Exercise instructions: Every line of the material below that holds the string "tight" should be copied.

------------------------------------------------------------

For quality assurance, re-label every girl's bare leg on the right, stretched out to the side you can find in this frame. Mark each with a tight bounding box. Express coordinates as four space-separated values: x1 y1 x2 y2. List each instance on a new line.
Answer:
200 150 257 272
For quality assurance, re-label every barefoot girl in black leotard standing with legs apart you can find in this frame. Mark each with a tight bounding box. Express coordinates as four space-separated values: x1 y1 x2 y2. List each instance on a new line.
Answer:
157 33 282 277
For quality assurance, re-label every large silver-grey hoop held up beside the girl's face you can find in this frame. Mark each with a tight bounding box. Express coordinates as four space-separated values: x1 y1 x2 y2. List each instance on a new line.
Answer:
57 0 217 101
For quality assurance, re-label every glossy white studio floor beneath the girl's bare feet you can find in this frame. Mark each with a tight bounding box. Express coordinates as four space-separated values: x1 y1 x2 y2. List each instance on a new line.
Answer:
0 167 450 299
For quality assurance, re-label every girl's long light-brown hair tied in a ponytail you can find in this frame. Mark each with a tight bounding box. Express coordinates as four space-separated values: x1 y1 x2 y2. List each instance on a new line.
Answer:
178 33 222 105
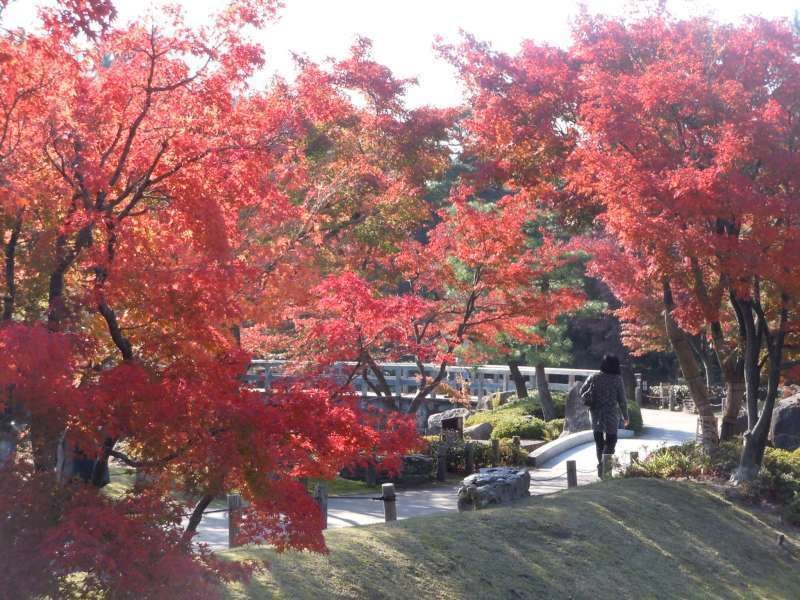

------------------------------------------------------------

Output of the exercise:
For quality assurance, re-label every girl's bare leg on the right, stretched out to the side you can find in this frame. Mark each with a tight bounding box. Express coordinates as four space-separated values: x1 y1 x2 y2. List each instance on a new line.
For quality assurance, re-label every barefoot girl in black leotard standing with legs apart you can find in this frame. Mark each with a tight bounding box. Express coordinates as four space-separated values: x1 y1 x2 y2. List each instance on a new line.
For quality assurance, re-label every large silver-grey hoop held up beside the girl's face you can find in this frame. Mark each with a tight bounding box. Express coordinates as four space-separated values: x1 y1 x2 y2. List each instance on a new line.
For quality assurance, re-label every glossy white studio floor beneath the girl's bare feet you can find in this frame. Mark each with a tight bounding box. Express coordinates as four space-separated values: x1 y1 x2 y2. List each instance on a new line.
For quality assurance, re-label every girl's long light-brown hair tied in a ponytail you can find in this frame. Mark each with a tight bounding box. Express coordinates as four space-separated values: x1 y1 x2 y2. List each instance on a new line.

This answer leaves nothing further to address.